» Work instructions:
Rewrite every line of the items below as a JSON list of strings, one string per line with blank lines skipped. Leave the pictures out.

» Raw data:
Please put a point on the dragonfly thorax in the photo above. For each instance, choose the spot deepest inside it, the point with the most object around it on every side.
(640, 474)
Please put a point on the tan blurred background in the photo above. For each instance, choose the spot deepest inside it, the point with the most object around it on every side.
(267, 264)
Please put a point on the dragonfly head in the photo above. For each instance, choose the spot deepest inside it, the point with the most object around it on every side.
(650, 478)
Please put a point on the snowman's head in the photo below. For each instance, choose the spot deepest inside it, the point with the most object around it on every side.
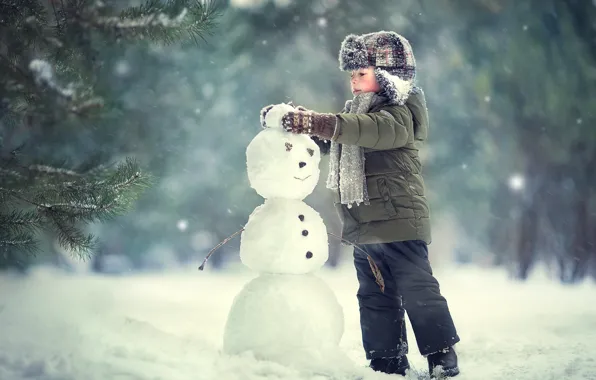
(281, 164)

» Completed exercise:
[
  "Please put a point on the dragonfly thorax in the photo above. For each instance, choose the spot deepest inside it, the point with the most object around it on every side.",
  "(640, 474)",
  "Please put a point on the tan blurred background in the photo above. For each instance, choose the spot deepest inside it, the point with the most object around it on every side.",
  "(267, 264)",
  "Please put a point on the dragonfly head in the photo above. For each instance, choose the spot deepest inside it, the point with the most object around it on every side.",
  "(650, 478)",
  "Please put a point on the snowman's head in the photo below. For each instance, choose the spot deepest inside it, the point with the most object around it on every side.",
  "(281, 164)"
]